Work request
Could you retype the entries below exactly, omitting every picture?
┌──
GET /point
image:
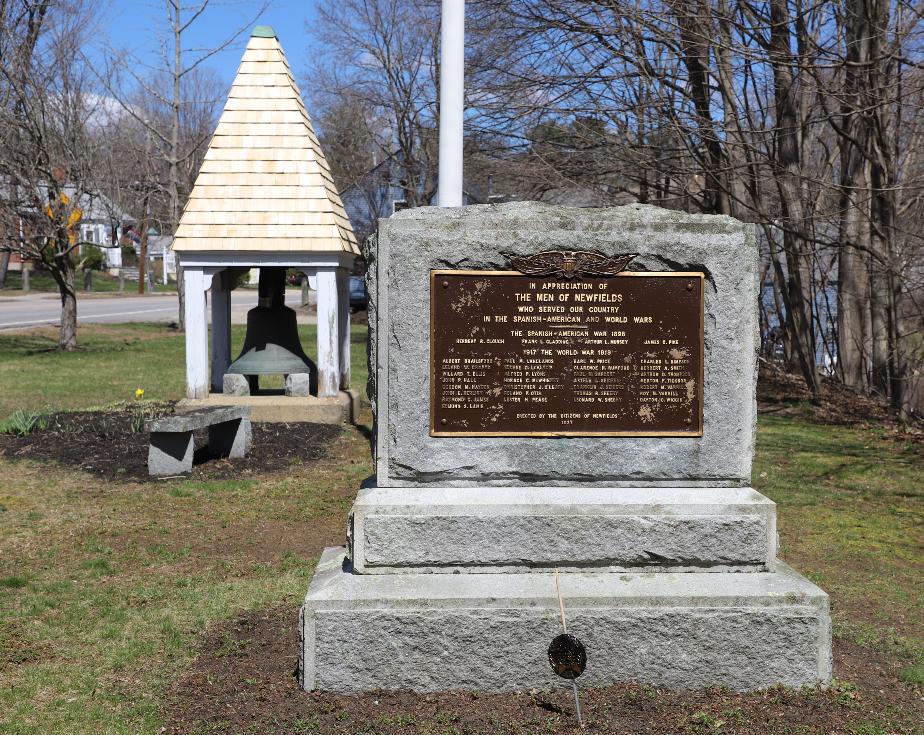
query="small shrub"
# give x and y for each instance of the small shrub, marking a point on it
(23, 423)
(913, 675)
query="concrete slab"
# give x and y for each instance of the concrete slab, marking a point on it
(340, 409)
(530, 529)
(489, 632)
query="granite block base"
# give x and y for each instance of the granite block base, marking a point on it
(489, 632)
(532, 529)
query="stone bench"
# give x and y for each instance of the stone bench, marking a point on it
(171, 448)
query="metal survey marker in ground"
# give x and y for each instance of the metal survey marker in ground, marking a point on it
(567, 654)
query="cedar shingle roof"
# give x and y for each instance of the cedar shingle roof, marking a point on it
(264, 184)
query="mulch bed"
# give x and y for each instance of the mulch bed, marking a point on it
(243, 681)
(105, 444)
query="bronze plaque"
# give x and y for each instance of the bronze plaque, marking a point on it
(516, 355)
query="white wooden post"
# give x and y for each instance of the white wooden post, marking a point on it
(343, 312)
(452, 102)
(221, 328)
(197, 335)
(328, 329)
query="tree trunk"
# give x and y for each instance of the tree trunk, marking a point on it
(787, 173)
(143, 250)
(4, 267)
(67, 335)
(695, 55)
(852, 262)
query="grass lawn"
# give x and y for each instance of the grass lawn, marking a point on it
(108, 589)
(111, 362)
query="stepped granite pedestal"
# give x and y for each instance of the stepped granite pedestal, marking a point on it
(668, 559)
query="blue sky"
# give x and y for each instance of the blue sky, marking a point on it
(134, 24)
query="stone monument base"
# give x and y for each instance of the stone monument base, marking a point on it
(491, 529)
(489, 632)
(341, 409)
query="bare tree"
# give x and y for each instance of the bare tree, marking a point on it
(794, 116)
(48, 150)
(380, 55)
(166, 90)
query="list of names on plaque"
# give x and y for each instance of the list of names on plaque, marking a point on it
(523, 355)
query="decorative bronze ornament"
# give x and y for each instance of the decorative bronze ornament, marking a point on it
(567, 656)
(569, 263)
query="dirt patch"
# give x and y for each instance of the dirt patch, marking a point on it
(106, 444)
(244, 681)
(785, 394)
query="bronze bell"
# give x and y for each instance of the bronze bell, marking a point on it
(272, 346)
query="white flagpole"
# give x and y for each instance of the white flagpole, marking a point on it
(452, 85)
└──
Your response
GET /point
image:
query="small shrub"
# give x and y for each instance of the small shrub, marking a point on it
(23, 423)
(913, 675)
query="concrete slab"
# give x and y for each instance of the concrete slab, marking a point on it
(340, 409)
(530, 529)
(489, 632)
query="granite block base"
# give x and y for each instance of the granite block base, marking a point on it
(489, 632)
(532, 529)
query="stone bench"
# give x and y for each instance of the stone bench, marking a point on it
(171, 448)
query="metal survey marker in ground"
# give x and y for each instance of the metal survey marker in ground, marking a point on it
(567, 654)
query="cedar shingle roof"
# give x and y for each instance of the cedar shingle roof, marking a point on it
(264, 184)
query="mulch bed"
# give x and y for each instance of the mulch bed, marking a point on it
(243, 681)
(105, 444)
query="bronze plaque"
# give x and y for each instance of the bronze plaque, marking a point on it
(516, 355)
query="white wooden post"
# give x and y for each instance of the white wooden post, marking a point on it
(343, 312)
(452, 102)
(221, 328)
(197, 335)
(328, 329)
query="tree trunk"
# give x and y for each instance of the tree trunk, marking a point on it
(787, 173)
(143, 250)
(4, 267)
(67, 335)
(695, 55)
(852, 262)
query="grass lawn"
# give x and y for each instance of the grass lawn, marking a point on it
(108, 589)
(111, 362)
query="stepped granite pedestal"
# give x and y for each instance of the stepped granite pedestal, marking a point on it
(668, 559)
query="blue sky"
# give x and y for each instance of the blue sky, marking a point on it
(134, 24)
query="stone monument base"
# give x and y for each instance of the stone monument base, marking a point on it
(491, 529)
(489, 632)
(341, 409)
query="bare tree"
# give x and y for each instance of the bare tree, marking a point on it
(794, 116)
(48, 150)
(380, 55)
(166, 90)
query="list of names on plaque"
# give x and y for each instance of the list of names on plaque, marking a point on it
(523, 355)
query="decorative bronze ornament"
# give x and y for each instance of the decorative bronze ornament, marking a point on it
(567, 656)
(569, 263)
query="dirt patch"
# give x and y for each instance of the dirt patch, marking a point on it
(106, 444)
(244, 681)
(785, 394)
query="bronze bell"
# give x and y for each instance of the bronze bell, marking a point on it
(272, 346)
query="white flagpole"
# give x and y for each instance of the white flagpole, marking a point on it
(452, 85)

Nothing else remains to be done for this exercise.